Task to carry out: Working from the data below, write out exactly the lines from its first through the line that contains "# sample body: [(140, 128)]", both ends included and pictures omitted.

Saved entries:
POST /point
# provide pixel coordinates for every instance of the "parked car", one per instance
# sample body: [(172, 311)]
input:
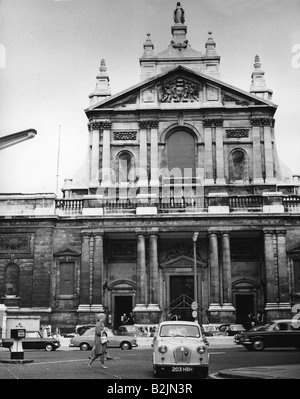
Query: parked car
[(129, 329), (232, 329), (34, 340), (82, 328), (86, 340), (278, 334), (179, 347), (236, 337), (211, 330)]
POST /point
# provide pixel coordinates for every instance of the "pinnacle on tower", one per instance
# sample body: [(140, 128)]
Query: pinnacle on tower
[(102, 89), (148, 47), (258, 83), (210, 45)]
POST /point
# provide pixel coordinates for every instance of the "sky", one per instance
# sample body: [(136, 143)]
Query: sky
[(50, 54)]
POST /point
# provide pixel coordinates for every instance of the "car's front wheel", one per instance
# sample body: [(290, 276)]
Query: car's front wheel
[(125, 345), (84, 346), (49, 348), (258, 344)]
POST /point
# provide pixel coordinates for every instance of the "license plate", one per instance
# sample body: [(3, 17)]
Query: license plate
[(182, 369)]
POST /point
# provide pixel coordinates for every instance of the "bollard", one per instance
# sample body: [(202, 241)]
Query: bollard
[(17, 351)]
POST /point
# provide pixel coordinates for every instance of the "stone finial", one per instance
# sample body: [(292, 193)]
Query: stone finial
[(257, 63), (210, 45), (258, 83), (103, 66), (148, 47), (179, 14)]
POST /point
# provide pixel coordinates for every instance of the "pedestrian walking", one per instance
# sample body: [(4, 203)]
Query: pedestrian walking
[(100, 341)]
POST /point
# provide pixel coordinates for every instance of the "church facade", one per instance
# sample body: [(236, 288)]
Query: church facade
[(182, 200)]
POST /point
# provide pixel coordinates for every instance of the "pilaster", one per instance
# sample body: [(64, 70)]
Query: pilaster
[(153, 254), (141, 269)]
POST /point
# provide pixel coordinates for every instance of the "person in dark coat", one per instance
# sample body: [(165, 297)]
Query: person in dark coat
[(99, 348)]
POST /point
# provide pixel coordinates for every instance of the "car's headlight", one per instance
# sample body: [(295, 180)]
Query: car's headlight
[(201, 349), (163, 349)]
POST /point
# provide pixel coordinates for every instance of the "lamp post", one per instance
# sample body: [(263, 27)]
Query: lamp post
[(195, 236)]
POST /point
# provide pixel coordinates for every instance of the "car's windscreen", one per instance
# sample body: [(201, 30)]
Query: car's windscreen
[(179, 331)]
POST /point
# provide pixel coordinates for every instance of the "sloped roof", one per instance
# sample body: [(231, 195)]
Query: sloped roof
[(165, 75)]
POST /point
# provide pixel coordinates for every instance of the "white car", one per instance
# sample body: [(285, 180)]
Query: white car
[(180, 348)]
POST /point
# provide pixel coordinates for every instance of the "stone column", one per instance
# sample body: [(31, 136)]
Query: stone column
[(283, 280), (94, 179), (106, 177), (257, 156), (154, 281), (227, 290), (85, 270), (208, 158), (220, 153), (97, 287), (269, 161), (143, 175), (154, 153), (270, 269), (214, 270), (141, 269)]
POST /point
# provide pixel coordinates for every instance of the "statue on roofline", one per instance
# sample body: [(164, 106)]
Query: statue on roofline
[(179, 14)]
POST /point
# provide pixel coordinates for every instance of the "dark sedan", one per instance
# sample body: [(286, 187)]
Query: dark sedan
[(232, 329), (278, 334), (33, 340)]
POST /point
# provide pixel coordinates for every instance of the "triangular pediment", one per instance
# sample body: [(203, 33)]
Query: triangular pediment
[(67, 251), (177, 87)]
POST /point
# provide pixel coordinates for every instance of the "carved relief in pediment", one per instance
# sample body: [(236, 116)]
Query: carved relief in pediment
[(179, 90)]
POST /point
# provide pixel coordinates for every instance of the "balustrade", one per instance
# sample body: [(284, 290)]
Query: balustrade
[(172, 204)]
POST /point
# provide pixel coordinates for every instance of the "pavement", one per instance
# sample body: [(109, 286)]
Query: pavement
[(263, 372)]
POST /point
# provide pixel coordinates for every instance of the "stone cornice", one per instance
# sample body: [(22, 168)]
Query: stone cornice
[(212, 122), (148, 124), (262, 121), (237, 133), (99, 125)]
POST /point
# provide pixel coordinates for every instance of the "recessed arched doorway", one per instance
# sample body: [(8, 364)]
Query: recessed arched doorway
[(244, 300), (122, 300)]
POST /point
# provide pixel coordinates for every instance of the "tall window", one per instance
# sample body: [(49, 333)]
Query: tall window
[(12, 274), (238, 166), (125, 167), (67, 278), (296, 275), (181, 153)]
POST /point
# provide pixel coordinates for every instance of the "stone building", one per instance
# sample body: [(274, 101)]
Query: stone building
[(183, 199)]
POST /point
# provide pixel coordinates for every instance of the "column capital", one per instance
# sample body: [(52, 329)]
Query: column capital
[(98, 233), (268, 232), (212, 122), (262, 121), (140, 233), (99, 125), (148, 124), (213, 233), (86, 233), (281, 232)]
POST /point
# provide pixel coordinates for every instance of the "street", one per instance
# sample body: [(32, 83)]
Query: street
[(66, 363)]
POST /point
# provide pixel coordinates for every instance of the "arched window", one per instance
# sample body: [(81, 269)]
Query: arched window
[(181, 153), (12, 274), (238, 166), (125, 167)]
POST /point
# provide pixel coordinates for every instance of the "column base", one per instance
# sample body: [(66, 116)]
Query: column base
[(84, 308), (98, 308)]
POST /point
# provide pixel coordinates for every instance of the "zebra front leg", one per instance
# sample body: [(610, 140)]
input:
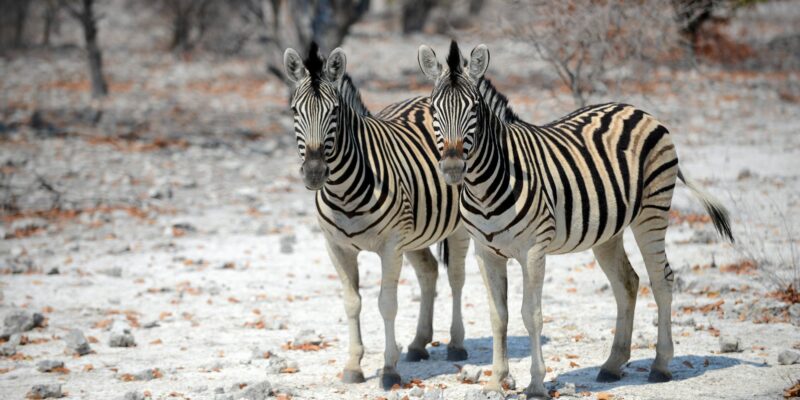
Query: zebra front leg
[(346, 263), (533, 281), (649, 236), (493, 270), (391, 262), (427, 271), (457, 246), (624, 283)]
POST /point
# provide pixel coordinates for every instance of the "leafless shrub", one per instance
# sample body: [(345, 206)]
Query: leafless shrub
[(296, 23), (83, 11), (589, 41), (775, 251)]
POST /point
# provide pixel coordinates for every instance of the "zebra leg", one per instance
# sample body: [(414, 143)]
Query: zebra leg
[(533, 281), (458, 244), (391, 262), (427, 270), (495, 277), (624, 283), (649, 234), (346, 264)]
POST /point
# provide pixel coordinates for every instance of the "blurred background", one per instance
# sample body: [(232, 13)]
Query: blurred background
[(143, 141)]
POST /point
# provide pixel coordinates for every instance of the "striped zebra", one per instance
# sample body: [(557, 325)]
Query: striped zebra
[(377, 189), (571, 185)]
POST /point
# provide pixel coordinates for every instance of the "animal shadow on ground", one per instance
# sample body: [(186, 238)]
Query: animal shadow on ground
[(480, 353), (636, 372)]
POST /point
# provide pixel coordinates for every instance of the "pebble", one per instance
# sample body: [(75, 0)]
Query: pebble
[(469, 374), (568, 389), (416, 391), (277, 364), (133, 395), (77, 343), (45, 391), (433, 393), (729, 344), (287, 244), (21, 321), (49, 365), (788, 357), (307, 336), (121, 339), (258, 391)]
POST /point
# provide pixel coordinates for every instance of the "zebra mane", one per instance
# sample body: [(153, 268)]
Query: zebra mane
[(314, 63), (497, 101), (454, 61), (349, 93)]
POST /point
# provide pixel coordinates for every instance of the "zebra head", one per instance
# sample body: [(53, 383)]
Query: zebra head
[(315, 105), (455, 102)]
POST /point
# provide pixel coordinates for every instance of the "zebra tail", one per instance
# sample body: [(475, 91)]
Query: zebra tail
[(444, 252), (718, 213)]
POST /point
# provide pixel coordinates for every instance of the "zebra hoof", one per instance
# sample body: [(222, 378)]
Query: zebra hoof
[(657, 376), (389, 379), (457, 354), (353, 376), (415, 355), (607, 376)]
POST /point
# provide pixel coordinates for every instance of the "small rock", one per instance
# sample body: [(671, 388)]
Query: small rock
[(151, 325), (114, 272), (147, 375), (287, 244), (433, 393), (45, 391), (277, 364), (729, 344), (133, 395), (509, 383), (21, 321), (307, 336), (121, 339), (259, 391), (416, 391), (788, 357), (49, 365), (469, 374), (160, 192), (568, 389), (77, 343)]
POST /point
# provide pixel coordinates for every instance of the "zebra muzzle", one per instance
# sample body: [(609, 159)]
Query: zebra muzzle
[(315, 172), (453, 169)]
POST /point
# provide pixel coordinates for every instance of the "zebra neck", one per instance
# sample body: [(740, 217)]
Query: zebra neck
[(347, 163), (490, 165)]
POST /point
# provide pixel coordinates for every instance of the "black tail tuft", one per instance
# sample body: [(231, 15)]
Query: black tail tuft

Task answer:
POST /point
# provide pixel coordinates for every instance of the "parked car", one per instance
# sample body: [(172, 311)]
input:
Query: parked car
[(129, 329), (232, 329), (34, 340), (82, 328), (86, 340), (278, 334), (179, 347), (236, 337), (211, 330)]
POST /point
# provide pixel coordinates for every instance of the "pinnacle on tower", one per instance
# sample body: [(140, 128)]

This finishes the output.